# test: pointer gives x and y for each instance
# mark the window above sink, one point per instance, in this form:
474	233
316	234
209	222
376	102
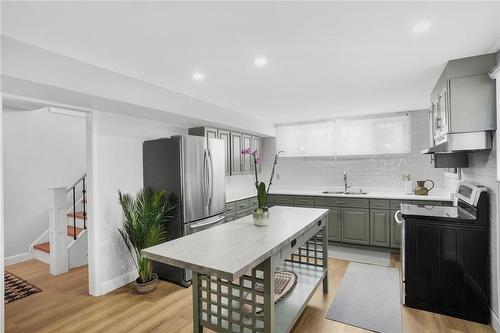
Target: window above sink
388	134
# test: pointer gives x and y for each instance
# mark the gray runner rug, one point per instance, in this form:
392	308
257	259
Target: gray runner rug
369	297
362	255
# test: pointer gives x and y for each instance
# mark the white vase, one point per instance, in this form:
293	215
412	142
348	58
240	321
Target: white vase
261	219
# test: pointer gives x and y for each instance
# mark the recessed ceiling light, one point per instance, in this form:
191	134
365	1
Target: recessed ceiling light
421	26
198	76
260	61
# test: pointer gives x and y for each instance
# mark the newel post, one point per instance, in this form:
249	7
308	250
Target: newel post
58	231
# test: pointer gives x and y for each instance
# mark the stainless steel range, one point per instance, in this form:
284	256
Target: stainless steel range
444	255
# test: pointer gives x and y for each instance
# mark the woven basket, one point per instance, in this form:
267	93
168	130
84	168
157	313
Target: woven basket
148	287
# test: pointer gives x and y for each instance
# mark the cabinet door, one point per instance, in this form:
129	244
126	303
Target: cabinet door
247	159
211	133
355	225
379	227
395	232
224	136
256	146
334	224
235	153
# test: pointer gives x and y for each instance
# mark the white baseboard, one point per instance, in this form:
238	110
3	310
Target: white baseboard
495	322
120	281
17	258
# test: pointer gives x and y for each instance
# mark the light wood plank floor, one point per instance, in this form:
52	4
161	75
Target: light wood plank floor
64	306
####
Convert all of the material above into a Markdown table with two columns, Row and Line, giving each line its own numbered row and skipping any blank lines. Leave the pictures out.

Solution to this problem:
| Row | Line |
|---|---|
| 1 | # test: pointer gives x and y for each instance |
| 2 | # mark the window above sink, one point per instance, in this form: |
| 3 | 474	233 |
| 4 | 316	234 |
| 5 | 209	222 |
| 6 | 376	102 |
| 7 | Target: window above sink |
| 8 | 388	134 |
| 9 | # test: pointer gives x and y for each instance |
| 10 | # mark the gray runner rug, one point per instance, in this form: |
| 11 | 392	308 |
| 12 | 257	259 |
| 13 | Target: gray runner rug |
| 14 | 369	297 |
| 15 | 362	255 |
| 16 | # test: pointer gives x and y for each instance |
| 17 | # mark the white vase, one point per instance, in this form: |
| 18 | 293	215 |
| 19 | 412	142 |
| 20 | 348	58 |
| 21 | 240	321 |
| 22 | Target: white vase |
| 23 | 261	219 |
| 24 | # test: pointer gives x and y for each instance |
| 25 | # mark the recessed ceiling light, one point per instance, in this form: |
| 26 | 191	134 |
| 27 | 365	1 |
| 28 | Target: recessed ceiling light |
| 29 | 421	26 |
| 30 | 198	76 |
| 31 | 260	61 |
| 32 | # test: pointer gives x and y for each instance |
| 33 | # mark the newel post, one point per instance, in this form: |
| 34 | 249	7 |
| 35 | 308	250 |
| 36 | Target: newel post |
| 37 | 58	231 |
| 38 | # test: pointer gives x and y for each instance |
| 39 | # mark the stainless steel range, one point per instance, in this form: |
| 40 | 284	256 |
| 41 | Target: stainless steel range |
| 42 | 444	255 |
| 43 | # test: pointer gives x and y for each instance |
| 44 | # mark the woven basket, one point per instance, in this form: |
| 45 | 267	93 |
| 46 | 168	130 |
| 47 | 84	168 |
| 48 | 157	313 |
| 49 | Target: woven basket |
| 50 | 148	287 |
| 51 | # test: pointer gives x and y for each instance |
| 52 | # mark the cabinet door, one point per instance, in this form: |
| 53 | 129	244 |
| 54 | 126	303 |
| 55 | Target: cabinet door |
| 56 | 247	159 |
| 57 | 211	133 |
| 58 | 355	225 |
| 59 | 379	227 |
| 60 | 395	232 |
| 61 | 224	136 |
| 62 | 256	146 |
| 63 | 334	224 |
| 64 | 235	153 |
| 65 | # test: pointer gives x and y for each instance |
| 66 | # mark the white baseboard, one point per instance, in this form: |
| 67 | 238	110 |
| 68 | 3	310 |
| 69 | Target: white baseboard |
| 70 | 495	322 |
| 71 | 120	281 |
| 72 | 17	258 |
| 73 | # test: pointer gives x and y for each instance |
| 74 | # mark the light wood plank floor, one point per instance, in this form: |
| 75 | 52	4 |
| 76 | 161	75 |
| 77 | Target: light wood plank floor |
| 78 | 64	306 |